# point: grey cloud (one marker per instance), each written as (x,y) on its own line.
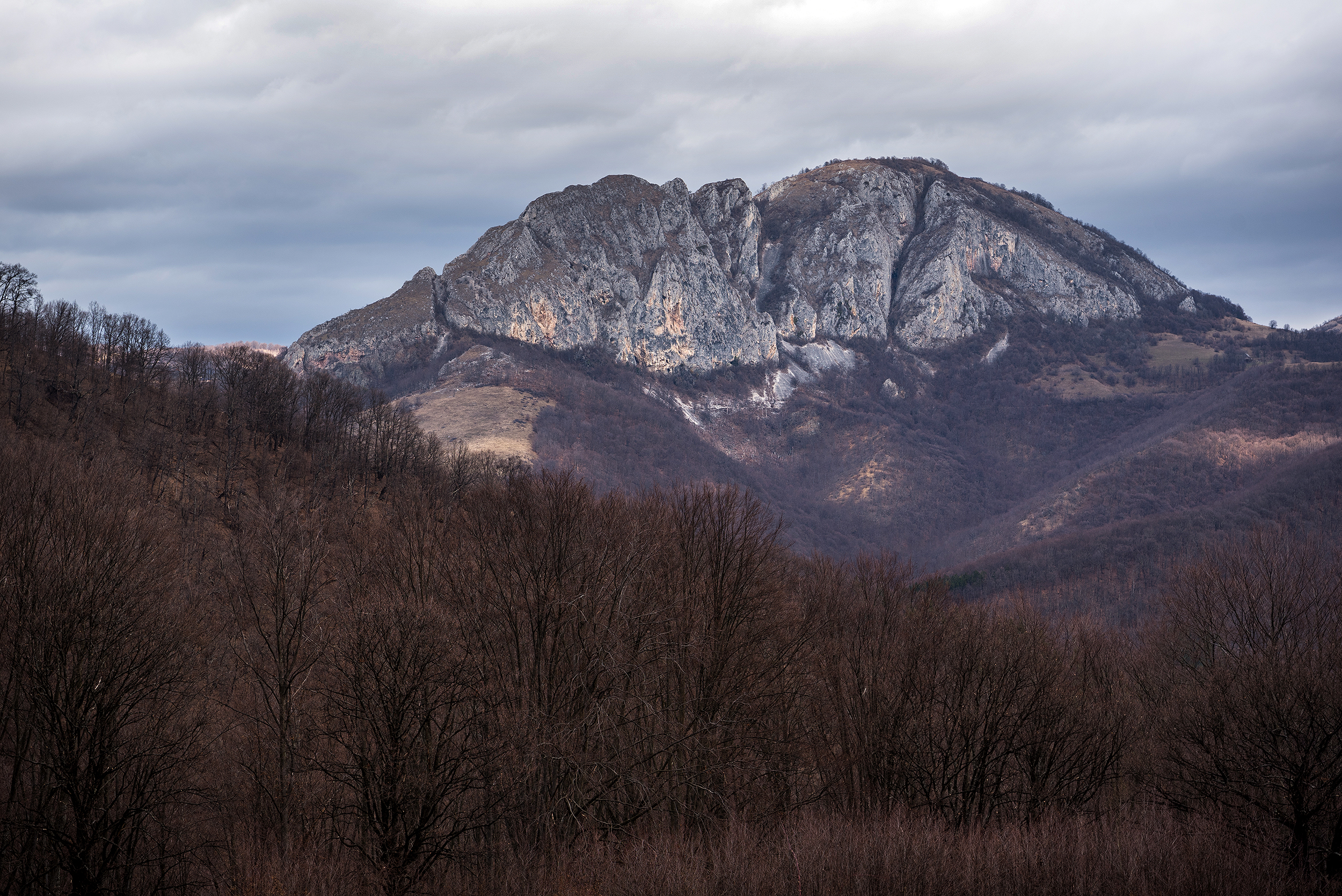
(246,171)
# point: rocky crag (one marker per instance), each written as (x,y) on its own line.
(897,251)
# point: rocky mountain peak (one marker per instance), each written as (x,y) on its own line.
(898,251)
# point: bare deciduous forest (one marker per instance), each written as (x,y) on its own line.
(262,636)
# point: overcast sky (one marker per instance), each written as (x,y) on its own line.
(246,171)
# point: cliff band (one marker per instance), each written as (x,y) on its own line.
(890,250)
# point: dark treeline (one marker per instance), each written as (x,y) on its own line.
(262,636)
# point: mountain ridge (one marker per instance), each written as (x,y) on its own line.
(898,251)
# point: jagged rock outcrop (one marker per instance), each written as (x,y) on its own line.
(905,250)
(653,274)
(889,250)
(359,344)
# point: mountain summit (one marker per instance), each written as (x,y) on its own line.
(898,251)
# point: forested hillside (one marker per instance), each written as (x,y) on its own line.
(262,635)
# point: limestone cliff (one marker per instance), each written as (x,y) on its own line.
(897,249)
(887,250)
(654,274)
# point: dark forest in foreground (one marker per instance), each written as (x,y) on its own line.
(262,636)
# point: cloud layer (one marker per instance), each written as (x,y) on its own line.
(245,171)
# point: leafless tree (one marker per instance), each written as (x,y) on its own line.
(1251,693)
(407,739)
(277,580)
(103,710)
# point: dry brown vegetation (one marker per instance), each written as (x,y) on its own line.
(264,636)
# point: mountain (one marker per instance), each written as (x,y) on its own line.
(893,356)
(895,250)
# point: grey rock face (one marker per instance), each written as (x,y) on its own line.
(360,344)
(651,273)
(914,252)
(833,242)
(893,251)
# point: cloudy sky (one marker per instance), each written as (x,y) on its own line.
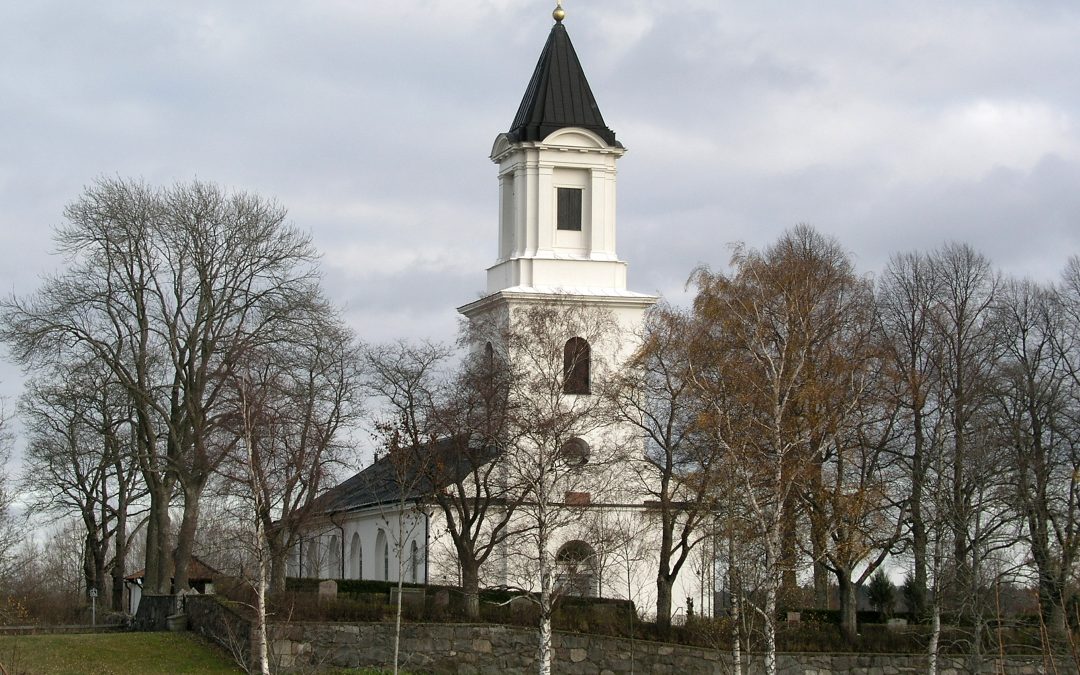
(891,125)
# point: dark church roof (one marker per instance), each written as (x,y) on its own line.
(558,95)
(412,475)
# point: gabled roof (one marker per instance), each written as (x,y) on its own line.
(558,95)
(412,475)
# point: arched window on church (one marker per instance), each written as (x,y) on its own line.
(334,552)
(576,365)
(576,565)
(382,548)
(355,557)
(414,563)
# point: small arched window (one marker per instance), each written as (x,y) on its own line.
(576,365)
(576,564)
(575,451)
(382,547)
(355,557)
(414,561)
(335,558)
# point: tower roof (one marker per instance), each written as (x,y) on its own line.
(558,95)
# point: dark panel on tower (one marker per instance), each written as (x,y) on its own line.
(558,95)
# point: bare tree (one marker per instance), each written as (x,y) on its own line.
(79,461)
(556,352)
(10,531)
(906,297)
(655,392)
(782,377)
(1038,421)
(308,387)
(165,287)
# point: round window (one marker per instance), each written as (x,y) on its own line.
(575,451)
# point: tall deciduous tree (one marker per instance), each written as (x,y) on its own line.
(781,379)
(970,349)
(1038,421)
(79,461)
(907,295)
(166,288)
(308,389)
(656,393)
(557,351)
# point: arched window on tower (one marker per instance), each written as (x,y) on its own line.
(577,356)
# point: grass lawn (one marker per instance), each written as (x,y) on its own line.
(111,653)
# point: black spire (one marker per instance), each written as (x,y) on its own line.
(558,95)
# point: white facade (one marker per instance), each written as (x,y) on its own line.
(556,245)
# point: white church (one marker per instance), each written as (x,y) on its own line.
(556,247)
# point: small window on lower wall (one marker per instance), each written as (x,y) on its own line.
(569,208)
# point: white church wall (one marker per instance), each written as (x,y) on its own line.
(367,544)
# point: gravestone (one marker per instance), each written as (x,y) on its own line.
(327,590)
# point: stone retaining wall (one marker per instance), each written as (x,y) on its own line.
(498,649)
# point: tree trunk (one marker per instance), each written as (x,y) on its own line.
(663,604)
(120,539)
(788,548)
(935,632)
(186,537)
(470,588)
(158,572)
(917,597)
(279,568)
(849,605)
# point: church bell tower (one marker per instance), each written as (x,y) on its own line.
(557,189)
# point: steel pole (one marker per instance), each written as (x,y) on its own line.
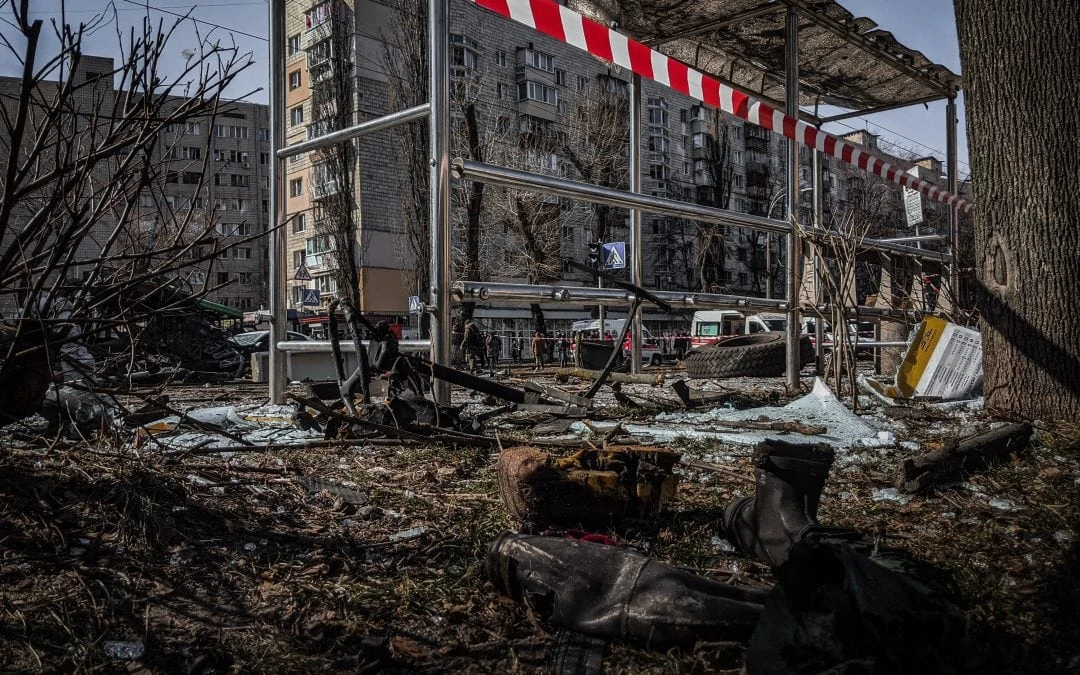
(793,253)
(635,215)
(440,150)
(819,224)
(277,240)
(954,215)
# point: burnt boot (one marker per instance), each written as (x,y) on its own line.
(609,592)
(783,510)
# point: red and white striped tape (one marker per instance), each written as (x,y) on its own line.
(566,25)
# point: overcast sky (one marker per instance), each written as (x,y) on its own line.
(923,25)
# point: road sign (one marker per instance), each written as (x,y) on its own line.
(913,202)
(615,255)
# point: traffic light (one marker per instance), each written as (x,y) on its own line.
(594,254)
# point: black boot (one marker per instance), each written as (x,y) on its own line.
(784,508)
(608,592)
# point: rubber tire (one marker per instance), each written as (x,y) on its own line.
(759,354)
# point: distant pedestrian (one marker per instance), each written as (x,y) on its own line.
(493,343)
(538,348)
(515,349)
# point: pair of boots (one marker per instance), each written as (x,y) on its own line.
(783,510)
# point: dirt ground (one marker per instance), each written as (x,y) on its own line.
(369,557)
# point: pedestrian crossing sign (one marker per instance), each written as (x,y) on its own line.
(615,255)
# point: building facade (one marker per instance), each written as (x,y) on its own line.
(535,105)
(204,187)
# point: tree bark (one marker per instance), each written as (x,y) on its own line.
(1020,62)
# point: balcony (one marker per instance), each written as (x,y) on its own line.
(318,34)
(753,143)
(323,72)
(325,189)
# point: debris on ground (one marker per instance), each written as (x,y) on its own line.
(306,537)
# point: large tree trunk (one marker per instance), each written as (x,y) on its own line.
(1020,63)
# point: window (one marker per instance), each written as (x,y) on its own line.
(319,14)
(318,244)
(539,61)
(536,91)
(463,52)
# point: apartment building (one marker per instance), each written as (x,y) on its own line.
(528,90)
(205,173)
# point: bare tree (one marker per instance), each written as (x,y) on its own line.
(80,159)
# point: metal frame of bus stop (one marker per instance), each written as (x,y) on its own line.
(442,291)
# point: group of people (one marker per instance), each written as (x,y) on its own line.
(675,342)
(480,348)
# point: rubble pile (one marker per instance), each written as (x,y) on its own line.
(535,524)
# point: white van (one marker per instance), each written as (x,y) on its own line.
(590,329)
(709,326)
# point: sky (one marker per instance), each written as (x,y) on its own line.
(925,25)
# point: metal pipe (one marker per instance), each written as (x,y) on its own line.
(635,216)
(369,126)
(793,257)
(819,223)
(618,297)
(920,238)
(440,156)
(511,177)
(954,214)
(277,241)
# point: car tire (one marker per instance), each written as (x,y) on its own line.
(760,354)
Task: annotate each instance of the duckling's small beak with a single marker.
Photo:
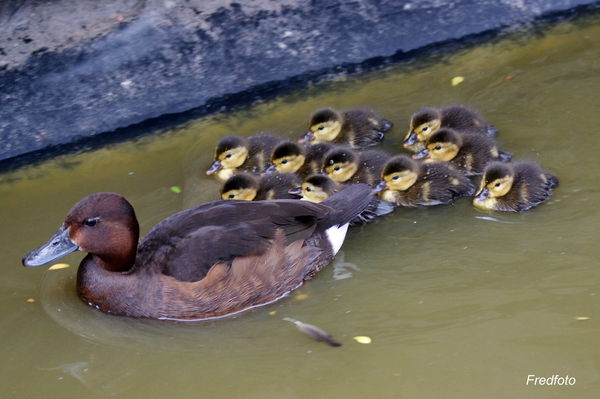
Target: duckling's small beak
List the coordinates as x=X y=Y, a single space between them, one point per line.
x=57 y=246
x=308 y=136
x=410 y=140
x=270 y=170
x=296 y=191
x=424 y=153
x=214 y=167
x=382 y=185
x=482 y=195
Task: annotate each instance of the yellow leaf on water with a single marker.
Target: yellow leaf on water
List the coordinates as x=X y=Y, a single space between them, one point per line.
x=361 y=339
x=457 y=80
x=59 y=266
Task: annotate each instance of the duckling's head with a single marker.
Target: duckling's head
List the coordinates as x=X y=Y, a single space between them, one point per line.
x=324 y=126
x=423 y=124
x=230 y=153
x=441 y=146
x=241 y=186
x=496 y=182
x=399 y=173
x=317 y=188
x=287 y=157
x=341 y=164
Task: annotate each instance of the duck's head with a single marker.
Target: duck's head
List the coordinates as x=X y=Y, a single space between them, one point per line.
x=496 y=182
x=324 y=126
x=442 y=146
x=317 y=188
x=102 y=224
x=341 y=164
x=423 y=124
x=287 y=157
x=230 y=153
x=241 y=186
x=399 y=174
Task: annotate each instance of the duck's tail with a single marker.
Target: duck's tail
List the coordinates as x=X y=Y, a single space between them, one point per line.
x=348 y=203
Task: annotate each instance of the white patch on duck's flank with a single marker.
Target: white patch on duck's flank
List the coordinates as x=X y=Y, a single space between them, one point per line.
x=336 y=236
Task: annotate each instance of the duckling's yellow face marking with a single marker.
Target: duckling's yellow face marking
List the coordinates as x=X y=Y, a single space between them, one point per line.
x=424 y=130
x=400 y=181
x=289 y=164
x=341 y=171
x=233 y=158
x=442 y=151
x=246 y=194
x=313 y=193
x=326 y=131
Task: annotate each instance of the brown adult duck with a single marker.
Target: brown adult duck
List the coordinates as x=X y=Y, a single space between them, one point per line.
x=357 y=127
x=426 y=121
x=514 y=187
x=468 y=153
x=208 y=261
x=236 y=153
x=409 y=183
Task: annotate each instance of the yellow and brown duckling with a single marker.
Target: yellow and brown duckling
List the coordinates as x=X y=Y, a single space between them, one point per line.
x=427 y=121
x=235 y=153
x=247 y=187
x=409 y=183
x=211 y=260
x=303 y=160
x=357 y=127
x=317 y=188
x=345 y=165
x=468 y=153
x=513 y=187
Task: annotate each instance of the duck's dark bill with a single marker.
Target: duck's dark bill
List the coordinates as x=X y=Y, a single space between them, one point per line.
x=57 y=246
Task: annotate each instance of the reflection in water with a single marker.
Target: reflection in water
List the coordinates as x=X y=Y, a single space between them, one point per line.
x=458 y=302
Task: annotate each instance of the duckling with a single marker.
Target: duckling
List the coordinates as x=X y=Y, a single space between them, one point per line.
x=468 y=153
x=208 y=261
x=345 y=165
x=357 y=127
x=235 y=153
x=244 y=186
x=513 y=187
x=427 y=121
x=303 y=160
x=317 y=188
x=406 y=182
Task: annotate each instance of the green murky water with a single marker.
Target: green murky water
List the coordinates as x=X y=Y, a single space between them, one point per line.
x=458 y=303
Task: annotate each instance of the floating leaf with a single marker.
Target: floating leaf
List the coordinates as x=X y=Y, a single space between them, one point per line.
x=314 y=332
x=361 y=339
x=59 y=266
x=457 y=80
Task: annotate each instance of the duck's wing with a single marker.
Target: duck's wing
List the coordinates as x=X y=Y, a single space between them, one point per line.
x=187 y=244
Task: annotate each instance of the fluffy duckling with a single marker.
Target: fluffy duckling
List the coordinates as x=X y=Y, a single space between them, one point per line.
x=356 y=127
x=317 y=188
x=235 y=153
x=469 y=153
x=406 y=182
x=303 y=160
x=345 y=165
x=427 y=121
x=514 y=187
x=244 y=186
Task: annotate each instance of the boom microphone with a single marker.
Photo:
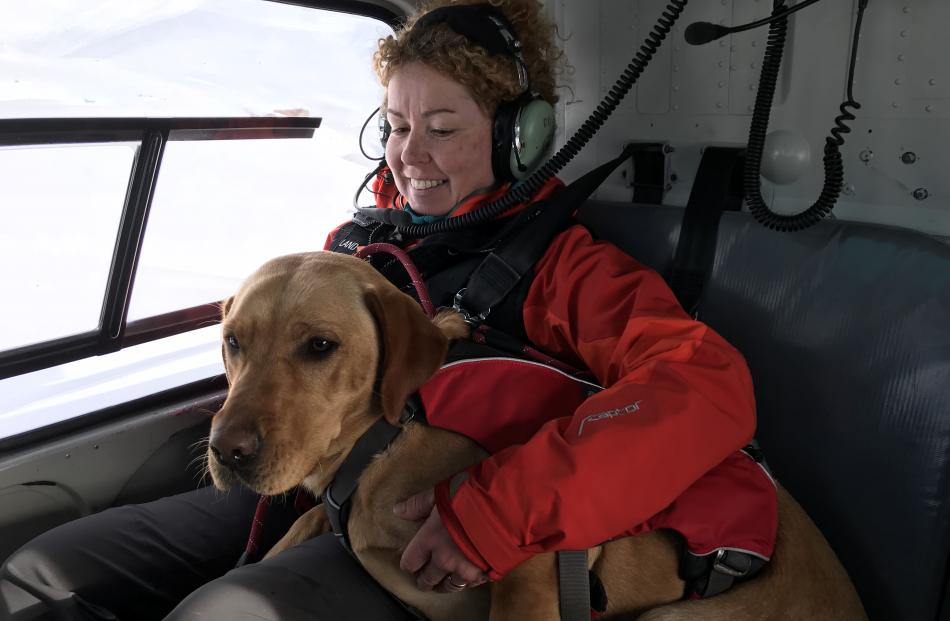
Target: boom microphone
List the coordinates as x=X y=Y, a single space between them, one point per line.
x=393 y=217
x=699 y=33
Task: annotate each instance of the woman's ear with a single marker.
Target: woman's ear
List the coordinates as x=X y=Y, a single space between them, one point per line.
x=412 y=348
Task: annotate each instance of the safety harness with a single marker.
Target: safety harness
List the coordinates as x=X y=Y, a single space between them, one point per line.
x=728 y=518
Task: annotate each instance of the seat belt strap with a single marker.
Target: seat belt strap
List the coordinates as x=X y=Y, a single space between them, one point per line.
x=717 y=188
x=573 y=585
x=533 y=228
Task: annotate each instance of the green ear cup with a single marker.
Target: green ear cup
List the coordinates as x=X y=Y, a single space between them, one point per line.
x=533 y=134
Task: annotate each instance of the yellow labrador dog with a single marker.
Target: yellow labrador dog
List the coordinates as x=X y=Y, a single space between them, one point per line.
x=318 y=346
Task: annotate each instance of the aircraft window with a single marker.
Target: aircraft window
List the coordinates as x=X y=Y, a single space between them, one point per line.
x=61 y=212
x=219 y=208
x=218 y=214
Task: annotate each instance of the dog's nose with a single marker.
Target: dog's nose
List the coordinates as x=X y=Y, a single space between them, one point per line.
x=234 y=448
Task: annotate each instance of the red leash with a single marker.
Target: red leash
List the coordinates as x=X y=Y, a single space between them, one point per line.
x=421 y=291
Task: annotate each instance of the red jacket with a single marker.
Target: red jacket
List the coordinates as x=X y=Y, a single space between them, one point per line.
x=678 y=401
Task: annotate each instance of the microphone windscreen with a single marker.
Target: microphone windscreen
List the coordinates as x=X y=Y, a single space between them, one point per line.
x=699 y=33
x=394 y=217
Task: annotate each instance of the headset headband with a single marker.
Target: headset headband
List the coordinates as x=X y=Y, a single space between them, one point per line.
x=483 y=25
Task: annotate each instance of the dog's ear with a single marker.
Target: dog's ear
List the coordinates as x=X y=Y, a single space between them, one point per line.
x=225 y=307
x=413 y=348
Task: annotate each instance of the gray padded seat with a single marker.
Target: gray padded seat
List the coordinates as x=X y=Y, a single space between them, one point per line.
x=846 y=328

▬▬▬▬▬▬▬▬▬▬

Can you reproduce the rows above verbatim, beginning at the line that has "Task: annotate each instance of the dog's nose" and stopping after the line that has "x=421 y=291"?

Task: annotate each instance of the dog's nose with a single marker.
Target: dog's nose
List the coordinates as x=X y=Y, a single space between them, one point per line.
x=234 y=448
Task: annotate each instance of the red leash with a single marker.
Target: red leash
List the coordinates as x=X y=Y, a single space between them, one point per line.
x=421 y=291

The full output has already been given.